* STATED EXERCISE *
Copy the records from the line that contains "of the bright" through the end, substituting "lens flare" for "sun glare" and leaving everything else unchanged.

* ENTRIES SHOWN *

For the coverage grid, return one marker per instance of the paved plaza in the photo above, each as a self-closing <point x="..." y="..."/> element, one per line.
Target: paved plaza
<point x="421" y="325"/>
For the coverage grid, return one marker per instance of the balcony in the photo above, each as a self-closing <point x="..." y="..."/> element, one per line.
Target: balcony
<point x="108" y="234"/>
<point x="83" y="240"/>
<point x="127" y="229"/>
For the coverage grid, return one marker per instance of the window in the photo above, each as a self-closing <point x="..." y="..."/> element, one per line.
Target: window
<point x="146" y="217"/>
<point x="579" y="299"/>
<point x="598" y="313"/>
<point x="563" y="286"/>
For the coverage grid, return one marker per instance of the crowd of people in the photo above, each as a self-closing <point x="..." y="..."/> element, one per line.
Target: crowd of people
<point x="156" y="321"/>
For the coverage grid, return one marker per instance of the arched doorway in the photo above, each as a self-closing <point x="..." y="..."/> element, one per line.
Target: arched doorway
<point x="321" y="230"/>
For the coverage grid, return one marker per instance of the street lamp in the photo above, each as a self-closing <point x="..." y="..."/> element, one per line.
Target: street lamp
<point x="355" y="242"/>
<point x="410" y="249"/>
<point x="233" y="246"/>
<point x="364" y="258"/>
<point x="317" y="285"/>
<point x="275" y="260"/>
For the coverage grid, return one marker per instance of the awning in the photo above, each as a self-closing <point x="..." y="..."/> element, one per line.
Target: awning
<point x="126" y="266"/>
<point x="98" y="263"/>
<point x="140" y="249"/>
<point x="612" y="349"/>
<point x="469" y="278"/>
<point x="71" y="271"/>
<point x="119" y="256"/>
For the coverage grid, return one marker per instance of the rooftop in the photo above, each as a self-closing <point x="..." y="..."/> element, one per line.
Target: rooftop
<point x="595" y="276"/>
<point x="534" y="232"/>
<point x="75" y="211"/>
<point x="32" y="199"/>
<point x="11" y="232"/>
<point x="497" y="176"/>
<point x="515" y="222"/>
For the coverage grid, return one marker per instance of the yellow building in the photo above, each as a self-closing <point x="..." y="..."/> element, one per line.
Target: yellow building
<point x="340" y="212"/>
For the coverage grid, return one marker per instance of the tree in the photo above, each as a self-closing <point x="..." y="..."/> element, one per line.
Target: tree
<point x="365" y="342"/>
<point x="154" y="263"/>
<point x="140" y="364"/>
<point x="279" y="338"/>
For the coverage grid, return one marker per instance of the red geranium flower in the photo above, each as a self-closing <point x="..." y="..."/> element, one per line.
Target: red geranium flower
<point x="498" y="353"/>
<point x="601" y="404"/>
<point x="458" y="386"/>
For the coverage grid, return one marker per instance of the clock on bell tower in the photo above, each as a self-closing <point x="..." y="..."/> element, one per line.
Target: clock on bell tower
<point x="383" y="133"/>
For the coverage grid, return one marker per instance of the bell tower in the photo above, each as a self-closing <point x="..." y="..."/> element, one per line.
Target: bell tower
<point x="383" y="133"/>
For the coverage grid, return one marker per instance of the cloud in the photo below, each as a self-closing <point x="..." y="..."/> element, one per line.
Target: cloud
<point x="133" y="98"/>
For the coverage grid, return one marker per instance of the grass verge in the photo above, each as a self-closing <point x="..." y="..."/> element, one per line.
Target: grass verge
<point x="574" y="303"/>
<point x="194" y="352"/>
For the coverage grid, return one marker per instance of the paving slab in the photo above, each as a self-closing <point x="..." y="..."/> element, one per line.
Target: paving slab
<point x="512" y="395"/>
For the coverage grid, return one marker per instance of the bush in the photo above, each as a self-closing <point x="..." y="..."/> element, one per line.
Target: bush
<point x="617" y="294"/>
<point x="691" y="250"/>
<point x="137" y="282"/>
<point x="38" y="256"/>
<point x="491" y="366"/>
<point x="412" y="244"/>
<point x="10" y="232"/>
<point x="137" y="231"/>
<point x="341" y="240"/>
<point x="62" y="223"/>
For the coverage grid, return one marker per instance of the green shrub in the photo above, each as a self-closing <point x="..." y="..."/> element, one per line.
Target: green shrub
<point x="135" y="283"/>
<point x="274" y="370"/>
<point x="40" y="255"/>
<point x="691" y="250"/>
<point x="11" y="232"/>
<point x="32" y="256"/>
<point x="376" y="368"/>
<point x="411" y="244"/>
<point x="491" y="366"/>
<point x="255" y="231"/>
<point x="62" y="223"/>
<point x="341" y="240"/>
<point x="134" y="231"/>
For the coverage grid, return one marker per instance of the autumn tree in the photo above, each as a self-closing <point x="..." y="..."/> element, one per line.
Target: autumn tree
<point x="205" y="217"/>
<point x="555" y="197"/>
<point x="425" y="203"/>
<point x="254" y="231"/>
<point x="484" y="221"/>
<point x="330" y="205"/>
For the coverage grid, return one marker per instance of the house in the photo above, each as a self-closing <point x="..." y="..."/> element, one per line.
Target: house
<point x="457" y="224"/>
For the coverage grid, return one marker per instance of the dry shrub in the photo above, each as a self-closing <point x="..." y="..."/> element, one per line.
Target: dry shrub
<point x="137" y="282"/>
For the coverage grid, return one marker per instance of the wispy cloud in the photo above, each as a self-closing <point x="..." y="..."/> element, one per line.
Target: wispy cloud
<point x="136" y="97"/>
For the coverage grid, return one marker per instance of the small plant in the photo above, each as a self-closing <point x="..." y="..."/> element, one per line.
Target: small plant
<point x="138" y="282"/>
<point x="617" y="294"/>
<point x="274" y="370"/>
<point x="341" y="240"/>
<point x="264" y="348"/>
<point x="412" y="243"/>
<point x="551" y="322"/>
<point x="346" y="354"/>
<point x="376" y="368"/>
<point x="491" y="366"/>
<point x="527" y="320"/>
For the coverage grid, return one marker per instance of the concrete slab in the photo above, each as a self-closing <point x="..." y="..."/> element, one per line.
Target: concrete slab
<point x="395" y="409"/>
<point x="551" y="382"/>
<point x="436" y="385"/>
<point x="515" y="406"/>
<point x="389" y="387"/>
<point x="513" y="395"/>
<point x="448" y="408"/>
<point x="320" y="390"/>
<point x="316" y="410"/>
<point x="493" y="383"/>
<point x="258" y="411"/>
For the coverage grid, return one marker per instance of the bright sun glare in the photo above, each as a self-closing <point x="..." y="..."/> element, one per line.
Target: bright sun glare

* THE OUTPUT *
For the coverage grid, return one marker per instance of the bright lens flare in the photo above, each as a self-closing <point x="..." y="..."/> element, one per line.
Target: bright lens flare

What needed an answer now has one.